(Data items)
══════════════════════════════

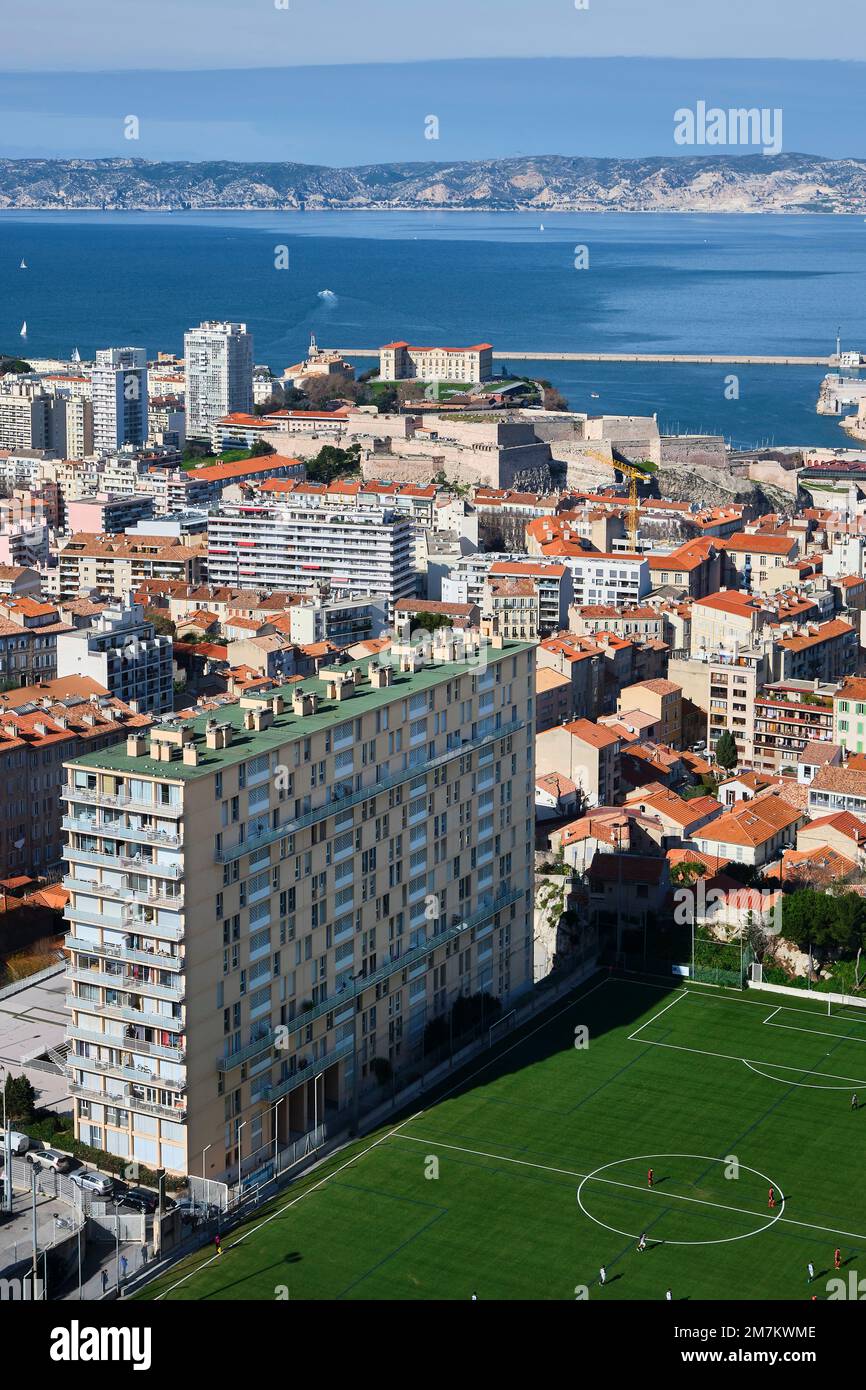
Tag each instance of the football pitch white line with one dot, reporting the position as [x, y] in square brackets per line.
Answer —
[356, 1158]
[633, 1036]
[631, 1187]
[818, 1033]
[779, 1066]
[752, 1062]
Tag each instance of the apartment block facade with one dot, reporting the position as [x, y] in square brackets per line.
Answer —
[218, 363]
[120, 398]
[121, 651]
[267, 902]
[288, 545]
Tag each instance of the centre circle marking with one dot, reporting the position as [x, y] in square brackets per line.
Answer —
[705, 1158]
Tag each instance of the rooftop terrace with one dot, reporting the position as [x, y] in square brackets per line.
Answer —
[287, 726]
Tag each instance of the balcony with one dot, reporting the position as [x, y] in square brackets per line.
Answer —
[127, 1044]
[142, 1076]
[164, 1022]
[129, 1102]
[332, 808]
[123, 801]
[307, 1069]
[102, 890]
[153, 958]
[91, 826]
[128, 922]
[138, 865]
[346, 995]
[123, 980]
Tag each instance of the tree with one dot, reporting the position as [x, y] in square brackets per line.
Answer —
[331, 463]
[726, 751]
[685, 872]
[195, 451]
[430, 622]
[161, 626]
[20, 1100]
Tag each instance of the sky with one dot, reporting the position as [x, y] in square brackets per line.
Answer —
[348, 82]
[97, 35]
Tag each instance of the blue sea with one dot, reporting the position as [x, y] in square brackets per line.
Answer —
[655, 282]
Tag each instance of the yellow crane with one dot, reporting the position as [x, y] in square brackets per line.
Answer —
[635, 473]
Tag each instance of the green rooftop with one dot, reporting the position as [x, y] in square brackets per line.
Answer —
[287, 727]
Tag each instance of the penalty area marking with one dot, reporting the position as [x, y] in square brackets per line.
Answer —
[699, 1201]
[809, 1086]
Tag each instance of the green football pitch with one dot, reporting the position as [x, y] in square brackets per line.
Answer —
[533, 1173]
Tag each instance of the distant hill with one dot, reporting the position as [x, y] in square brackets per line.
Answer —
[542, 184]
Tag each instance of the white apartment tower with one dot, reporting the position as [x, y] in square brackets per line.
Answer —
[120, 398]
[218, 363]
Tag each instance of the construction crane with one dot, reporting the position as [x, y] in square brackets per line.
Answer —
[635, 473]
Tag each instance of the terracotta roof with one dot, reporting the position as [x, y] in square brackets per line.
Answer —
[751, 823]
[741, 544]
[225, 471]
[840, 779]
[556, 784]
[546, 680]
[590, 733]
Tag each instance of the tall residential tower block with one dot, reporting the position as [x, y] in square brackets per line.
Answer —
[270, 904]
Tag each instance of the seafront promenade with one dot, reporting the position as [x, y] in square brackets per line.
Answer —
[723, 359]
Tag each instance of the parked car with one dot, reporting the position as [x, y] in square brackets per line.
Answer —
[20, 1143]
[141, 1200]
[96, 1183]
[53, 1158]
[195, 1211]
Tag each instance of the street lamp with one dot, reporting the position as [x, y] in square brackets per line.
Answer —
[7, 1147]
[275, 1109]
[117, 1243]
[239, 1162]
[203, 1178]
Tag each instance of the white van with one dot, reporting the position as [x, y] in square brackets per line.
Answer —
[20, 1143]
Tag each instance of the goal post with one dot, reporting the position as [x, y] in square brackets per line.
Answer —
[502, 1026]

══════════════════════════════

=== Aim ===
Format every line of the records above as a numbered list, omitting blank lines and leaving the pictures out.

=== The solution ===
1. Tag each instance of the football pitch white line with one dot, reporting the position as [x, y] in square brackets per line.
2. Answer —
3. [356, 1158]
4. [633, 1036]
5. [631, 1187]
6. [818, 1033]
7. [779, 1066]
8. [752, 1062]
9. Tag each instance of the apartment block facade with one dot, reporting the position as [x, y] in square brackets per line.
10. Answer —
11. [218, 363]
12. [120, 398]
13. [121, 651]
14. [267, 902]
15. [288, 545]
16. Tag each instance of the centre circle marking with one dot, reporting the position as [x, y] in square brackets per line.
17. Answer —
18. [705, 1158]
19. Tag each instance of the rooftop terrace with one dot, reporting the position as [x, y] in square brackets per line.
20. Answer —
21. [287, 726]
22. Tag each instance of the balcony with one dot, reporting the position as [x, y] in square brackets per line.
23. Answer —
24. [127, 1044]
25. [142, 1076]
26. [164, 1022]
27. [129, 1102]
28. [332, 808]
29. [123, 801]
30. [307, 1069]
31. [102, 890]
32. [153, 958]
33. [91, 826]
34. [128, 922]
35. [138, 865]
36. [346, 995]
37. [123, 980]
38. Tag each instance of the tree with one dot, reporting the position as [x, y] in square brackets per line.
39. Answer —
40. [331, 463]
41. [726, 751]
42. [685, 872]
43. [195, 451]
44. [430, 622]
45. [161, 626]
46. [20, 1100]
47. Tag each instance of the sky with one dot, reporting the position as [x, y] in square brackets per line.
48. Answer —
49. [348, 82]
50. [97, 35]
51. Tag each instance of the blue sea with one dot, reporting the position as [x, y] in square brackets per line.
52. Answer —
53. [655, 282]
54. Tag each instance of the yellow crane with one dot, reporting the position as [x, y] in square brackets per line.
55. Answer —
56. [635, 473]
57. Tag each instance of the green rooftop with one dot, reporting the position as [x, y] in square brackets per line.
58. Answer —
59. [287, 727]
60. Tag each instance of the penalty area marking with one dot, reporting the position as [x, y] in square brackets per line.
61. Answer —
62. [699, 1201]
63. [809, 1086]
64. Tag each instance of the green football pitch with one dot, reporting the position as [x, y] in square brackets per line.
65. Answer —
66. [533, 1173]
67. Tag each instance of the distant hill with one dot, reporting the position as [x, y] in square brackets per line.
68. Answer —
69. [542, 184]
70. Tag each instance of the white apartment tower with one dot, reporting the position as [x, y] in square brackets per line.
71. Answer —
72. [120, 398]
73. [218, 363]
74. Tag each instance of the construction crane with one dot, reporting the position as [x, y] in square brackets per line.
75. Answer —
76. [635, 473]
77. Tag each instance of the terracotta roof with one dot, reporting the position as [x, y] in square brackets per line.
78. Answer —
79. [751, 823]
80. [741, 544]
81. [225, 471]
82. [840, 779]
83. [556, 784]
84. [546, 680]
85. [590, 733]
86. Tag each instance of the tall residential tower block with one dot, reporting the position as [x, y] in square brackets per line.
87. Answer —
88. [270, 904]
89. Tag each instance of the seafront promenade with one dot, reporting the position as [x, y] in square brackets per line.
90. Answer —
91. [723, 359]
92. Tag each instance of the parked car with one dot, reporting the position as [x, y] in square brackets per line.
93. Answer —
94. [20, 1143]
95. [141, 1200]
96. [96, 1183]
97. [53, 1158]
98. [195, 1211]
99. Tag each instance of the street lamp with one dot, reporting the position as [x, y] in square brackets per line.
100. Answer —
101. [7, 1147]
102. [275, 1109]
103. [117, 1243]
104. [239, 1162]
105. [203, 1178]
106. Tag each instance of the white van with one dot, reporting the position as [x, y] in square brackets per line.
107. Answer —
108. [20, 1143]
109. Tag each instance of the goal post with one dot, reporting the position as [x, y] in square brackets per line.
110. Answer —
111. [502, 1026]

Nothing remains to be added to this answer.